▶ [What is expected]: Can you return all of the rows below word for word, leaving the pictures out?

_ _ _ _

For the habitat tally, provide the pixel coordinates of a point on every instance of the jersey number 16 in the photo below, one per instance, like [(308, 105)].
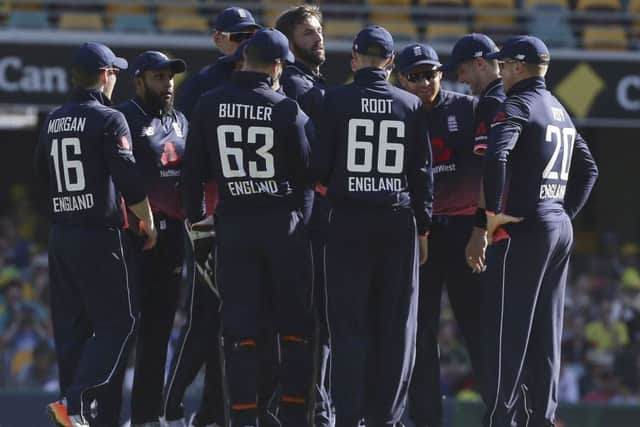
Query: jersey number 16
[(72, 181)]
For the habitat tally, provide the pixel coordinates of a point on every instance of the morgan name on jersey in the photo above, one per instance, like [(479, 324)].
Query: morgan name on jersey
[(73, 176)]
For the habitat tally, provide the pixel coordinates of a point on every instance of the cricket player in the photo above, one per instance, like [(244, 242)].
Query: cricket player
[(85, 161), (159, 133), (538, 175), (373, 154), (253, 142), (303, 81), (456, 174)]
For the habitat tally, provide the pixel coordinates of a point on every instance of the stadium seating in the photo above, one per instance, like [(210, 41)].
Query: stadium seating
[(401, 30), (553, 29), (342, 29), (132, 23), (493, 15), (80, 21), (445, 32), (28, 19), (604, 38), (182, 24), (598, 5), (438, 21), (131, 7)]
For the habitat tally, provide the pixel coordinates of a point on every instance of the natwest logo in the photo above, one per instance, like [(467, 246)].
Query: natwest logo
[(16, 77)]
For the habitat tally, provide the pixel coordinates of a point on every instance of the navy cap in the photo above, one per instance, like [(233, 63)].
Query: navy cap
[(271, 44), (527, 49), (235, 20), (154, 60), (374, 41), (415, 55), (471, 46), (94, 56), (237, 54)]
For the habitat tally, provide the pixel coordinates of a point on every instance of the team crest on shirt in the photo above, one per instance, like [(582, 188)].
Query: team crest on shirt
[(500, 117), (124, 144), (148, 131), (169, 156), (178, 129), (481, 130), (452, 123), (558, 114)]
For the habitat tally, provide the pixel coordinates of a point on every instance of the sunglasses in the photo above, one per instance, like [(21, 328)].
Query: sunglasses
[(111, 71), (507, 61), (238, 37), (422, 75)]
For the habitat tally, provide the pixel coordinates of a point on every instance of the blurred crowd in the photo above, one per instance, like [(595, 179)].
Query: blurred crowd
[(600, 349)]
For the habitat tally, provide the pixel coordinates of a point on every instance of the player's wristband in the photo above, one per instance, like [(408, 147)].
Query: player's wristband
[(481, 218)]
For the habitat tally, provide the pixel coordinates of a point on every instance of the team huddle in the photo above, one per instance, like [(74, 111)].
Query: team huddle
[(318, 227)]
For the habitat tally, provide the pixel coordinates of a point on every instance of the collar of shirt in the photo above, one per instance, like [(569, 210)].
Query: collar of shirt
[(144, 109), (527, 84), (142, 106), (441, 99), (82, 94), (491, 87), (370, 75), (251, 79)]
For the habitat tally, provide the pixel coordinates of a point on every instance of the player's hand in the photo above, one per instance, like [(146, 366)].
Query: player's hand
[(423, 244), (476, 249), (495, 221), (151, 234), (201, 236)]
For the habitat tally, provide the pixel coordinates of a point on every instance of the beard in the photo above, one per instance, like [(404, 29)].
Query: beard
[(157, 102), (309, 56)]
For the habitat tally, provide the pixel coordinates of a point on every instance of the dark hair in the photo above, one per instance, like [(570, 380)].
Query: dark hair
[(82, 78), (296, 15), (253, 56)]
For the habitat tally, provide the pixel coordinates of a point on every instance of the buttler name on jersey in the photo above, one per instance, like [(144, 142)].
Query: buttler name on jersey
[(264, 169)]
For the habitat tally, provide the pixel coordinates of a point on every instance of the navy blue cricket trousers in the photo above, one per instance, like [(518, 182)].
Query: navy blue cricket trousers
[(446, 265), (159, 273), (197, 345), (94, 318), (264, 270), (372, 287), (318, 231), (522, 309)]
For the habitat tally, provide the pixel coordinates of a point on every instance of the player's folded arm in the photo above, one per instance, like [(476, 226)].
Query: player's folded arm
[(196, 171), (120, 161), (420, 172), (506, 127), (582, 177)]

_ _ _ _

▶ [The response]:
For the habitat tally, provide the pixel coordinates of a point on every instance of the jersey number 16 in the photo below, one per instance, like [(308, 105)].
Query: jersey number 16
[(72, 181)]
For the habitat tally, provide the pixel coordinates of a point on every instance of the morgan name on jersey in the photo above, one per instance, like [(479, 324)].
Query: morgan name on jersey
[(73, 176)]
For the habitat tally, provide the pixel coordinates of a point on every instance of the cricket player in the photo above, one per instance, like [(244, 242)].
Query: cricket player
[(85, 161), (159, 133), (538, 175), (373, 154), (253, 142), (303, 81), (456, 174)]
For the habitat tally, provide the pixel coordinates of a point on every instance of the stadium seating in the photo above, one per instance, like [(210, 41)].
Query: stadium seating
[(401, 30), (553, 29), (342, 29), (132, 23), (493, 15), (80, 21), (445, 32), (28, 19), (604, 38), (182, 24), (598, 5), (438, 21), (131, 7)]
For the habitat tally, provide the pixel coordinates of a point on every instance of the natwest logo in the photo above, one per instance, like [(467, 246)].
Query: natwest logo
[(16, 77)]
For the habitat tally, provide the pixel coordinates of a point on every instance of the navy cap in the photo above, one per instance, like [(233, 63)].
Query: navy cap
[(271, 44), (527, 49), (235, 20), (154, 60), (374, 41), (415, 55), (471, 46), (94, 56), (237, 54)]
For the habitat tally, provide the pixel coordinates of a point on every instance of the team crest on shirt in the photo above, one per instance, like [(582, 188)].
Query: team crest on shirt
[(500, 117), (124, 144), (148, 131), (169, 156), (178, 129), (481, 130), (452, 123), (558, 114)]
For the habitat tally, provide the pixel coordinates of a point on every instance of the sunglasses in the photo above, one per instance, like [(21, 328)].
Query: sunglasses
[(111, 71), (507, 61), (238, 37), (422, 75)]
For the habitat tally, provide the pixel coordinates of a point on every instance of the blurred crowd in the photo above, one per instance, like [(595, 179)].
Query: blurred crowd
[(600, 349)]
For the habitat tally, provide the pixel coordinates of a point on every instance of the player's wristband in the photo above, one per instance, like [(408, 147)].
Query: player's wristband
[(481, 218)]
For the habitat tally, provide the pixel coordinates of a point on every instance of the team huddle in the photo above, one per instance, like [(74, 111)].
Query: team huddle
[(318, 227)]
For the habitat tally, provide the pixel coordinates of a point on every instance of the collar of shirt in the photo above, one per instance, like [(569, 210)].
Query: collar of shirt
[(144, 109), (527, 84), (142, 106), (441, 99), (82, 94), (491, 87), (370, 75), (251, 79)]
For the habitat tally, provide the pixel coordinates of a point on every instance of the player's hand in the photo above, one per instance, like [(146, 366)].
Query: player's hand
[(423, 244), (476, 249), (495, 221), (151, 234), (201, 236)]
For the habitat tally, provide the pixel coordinates of a point on every instance of the beard in the photo above, one per instance, like [(404, 29)].
Query: beard
[(157, 102), (309, 56)]
For the habitat tally, provide the pixel coordinates of a point on every instance of the dark hair in the photo above, one per instance, like [(570, 380)].
Query: dark hair
[(82, 78), (296, 15), (253, 56)]
For the habitat tally, provide the pixel coordinates of a point on every instance of the buttler name on jersey in the photo above, one per instance, like [(144, 142)].
Query: buttler name on jersey
[(264, 169)]
For the habitat tally, provide the pixel coordinates of a point on every instance of the navy blue cricket trousers in the photo above, one per instance, like [(518, 182)].
Query: navy blue cricket trousers
[(446, 265), (159, 273), (197, 345), (94, 318), (264, 270), (372, 287), (318, 231), (522, 309)]
For the habitat tally, provide the pixel coordinates of a point on every instance of the player's folded arm in the photo above, one per instance, like [(476, 226)].
Query: player's folded arm
[(196, 171), (120, 161), (420, 172), (506, 127), (582, 177)]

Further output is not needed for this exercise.